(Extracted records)
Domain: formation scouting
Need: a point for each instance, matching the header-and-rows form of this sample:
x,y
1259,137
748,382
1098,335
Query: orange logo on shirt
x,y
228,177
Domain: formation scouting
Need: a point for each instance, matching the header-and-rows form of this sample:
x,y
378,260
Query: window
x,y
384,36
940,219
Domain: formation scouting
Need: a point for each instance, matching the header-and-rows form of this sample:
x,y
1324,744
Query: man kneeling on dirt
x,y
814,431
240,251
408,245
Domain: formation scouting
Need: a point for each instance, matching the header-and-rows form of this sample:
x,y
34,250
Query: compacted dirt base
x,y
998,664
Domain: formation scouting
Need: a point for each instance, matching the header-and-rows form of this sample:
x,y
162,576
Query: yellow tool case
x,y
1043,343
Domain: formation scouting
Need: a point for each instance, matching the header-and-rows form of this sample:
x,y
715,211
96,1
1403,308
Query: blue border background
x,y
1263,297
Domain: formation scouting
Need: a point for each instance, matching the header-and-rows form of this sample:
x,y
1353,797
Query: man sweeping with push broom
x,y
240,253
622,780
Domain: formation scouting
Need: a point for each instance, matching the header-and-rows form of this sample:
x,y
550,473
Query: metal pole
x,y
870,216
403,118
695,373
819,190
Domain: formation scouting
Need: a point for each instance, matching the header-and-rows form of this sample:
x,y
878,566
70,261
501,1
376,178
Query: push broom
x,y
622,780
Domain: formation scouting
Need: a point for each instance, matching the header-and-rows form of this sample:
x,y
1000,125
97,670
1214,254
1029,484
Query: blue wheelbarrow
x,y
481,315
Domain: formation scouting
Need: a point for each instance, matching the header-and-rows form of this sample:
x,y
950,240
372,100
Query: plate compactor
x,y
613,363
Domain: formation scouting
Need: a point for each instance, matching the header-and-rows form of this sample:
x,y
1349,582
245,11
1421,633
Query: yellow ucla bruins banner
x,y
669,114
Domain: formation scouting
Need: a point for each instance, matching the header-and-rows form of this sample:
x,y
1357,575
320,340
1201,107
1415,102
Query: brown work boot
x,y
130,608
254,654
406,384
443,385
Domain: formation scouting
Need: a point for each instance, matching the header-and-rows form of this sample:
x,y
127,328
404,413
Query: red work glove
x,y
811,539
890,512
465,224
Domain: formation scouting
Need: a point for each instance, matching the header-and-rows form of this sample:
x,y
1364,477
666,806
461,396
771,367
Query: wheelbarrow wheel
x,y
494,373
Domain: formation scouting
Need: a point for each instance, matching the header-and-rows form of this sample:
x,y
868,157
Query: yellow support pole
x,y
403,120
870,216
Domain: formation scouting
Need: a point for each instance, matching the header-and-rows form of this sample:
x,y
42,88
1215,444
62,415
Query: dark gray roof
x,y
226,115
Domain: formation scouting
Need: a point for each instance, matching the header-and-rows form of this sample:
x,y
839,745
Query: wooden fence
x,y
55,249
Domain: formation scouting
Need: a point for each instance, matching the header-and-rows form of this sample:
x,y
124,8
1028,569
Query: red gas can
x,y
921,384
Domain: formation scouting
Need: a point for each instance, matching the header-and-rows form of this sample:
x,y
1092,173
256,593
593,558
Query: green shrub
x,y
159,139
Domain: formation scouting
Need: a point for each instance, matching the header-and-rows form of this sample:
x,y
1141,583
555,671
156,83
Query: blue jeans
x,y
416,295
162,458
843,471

TASK TO COMPLETE:
Copy every line of the data above exactly.

WORKED SOLUTION:
Domain: formation scouting
Need: a point for each instance, matching the header-and-rows form of this sample:
x,y
1259,137
748,382
1098,335
Query: orange logo on shirt
x,y
228,177
Domain: formation scouting
Need: a point for each instance, matching the header-and-rows form of this sample:
x,y
378,260
Query: window
x,y
384,36
940,219
Domain: formation scouting
Need: a point for each instance, matching the header-and-rows form of this sample:
x,y
1324,744
Query: man kneeling on dirt
x,y
814,431
240,251
408,245
Domain: formation scouting
Need: a point for each instance, matching the header-and-rows form of this sample:
x,y
34,250
Query: compacted dirt base
x,y
998,664
Domain: formation scouting
Need: a point for each instance, matching the header-and-rows form of this sample:
x,y
162,576
Query: yellow tool case
x,y
1043,343
Domain: formation scouting
Need: a point for each instance, matching the header-and-rows form of this sample:
x,y
715,211
96,1
1403,308
Query: blue border background
x,y
1263,297
Domain: formation scouting
Need: a point for each instance, matching the header-and-rows form of this sample:
x,y
1353,797
Query: man sweeping with push broom
x,y
240,253
622,780
Domain: formation scouting
Need: a point for each instance, matching the header-and-rows form of this sample:
x,y
550,473
Query: metal pole
x,y
870,216
403,118
695,373
819,190
Domain: formation scouting
Need: a point for each instance, matching the header-and-rows form of this sample:
x,y
878,566
70,261
501,1
376,178
Query: push broom
x,y
622,780
Domain: formation scouting
Need: a point for each instance, matching the header-and-rows form of this sample:
x,y
1000,125
97,670
1214,254
1029,484
Query: blue wheelbarrow
x,y
481,315
Domain: formation scouting
Need: a point for each instance, matching the header-and-rows form of this sample:
x,y
950,240
372,100
Query: plate compactor
x,y
613,363
Domain: formation scouting
Need: a point for each instance, matching the header-and-rows form of this sample:
x,y
1349,582
245,11
1421,633
Query: yellow ucla bruins banner
x,y
669,114
Domain: formation scouting
Need: a point for each instance, matching the header-and-rows form of this sample:
x,y
1357,575
320,340
1201,107
1415,102
Query: brown work boot
x,y
130,608
254,654
406,384
443,385
Domain: formation scouting
Need: a point for each instance, matching the header-and-rows form of this sample:
x,y
127,328
404,413
Query: red work glove
x,y
811,539
890,512
465,224
Domain: formation scouting
Need: a point for each instance, matching the header-and-rows form of this sample:
x,y
1364,477
666,806
461,396
771,367
Query: wheelbarrow wheel
x,y
494,373
Domain: formation scouting
Need: a point for each instance, matching the header-and-rows form of this sample:
x,y
868,157
Query: yellow support pole
x,y
403,120
870,216
Domain: formation scouting
Need: a point for each instance, matching the header-and-rows form of this sample:
x,y
42,88
1215,444
62,415
Query: dark gray roof
x,y
226,115
Domain: formation scouting
Need: a point for each instance, matching the header-and-rows form of this sample:
x,y
839,745
Query: wooden fence
x,y
55,249
Domain: formation scouting
Need: a point for each instance, matching the header-and-rows form of this sample:
x,y
124,8
1028,569
Query: red gas can
x,y
921,384
Domain: formation scouting
Need: a point for each instance, matching the header-and-rows form of this sample:
x,y
1092,173
256,593
593,558
Query: green shrub
x,y
159,139
Domain: formation scouting
Need: a point for each instance, matching the header-and-rows form of this sample:
x,y
1141,583
555,671
156,83
Query: blue jeans
x,y
416,295
162,458
843,471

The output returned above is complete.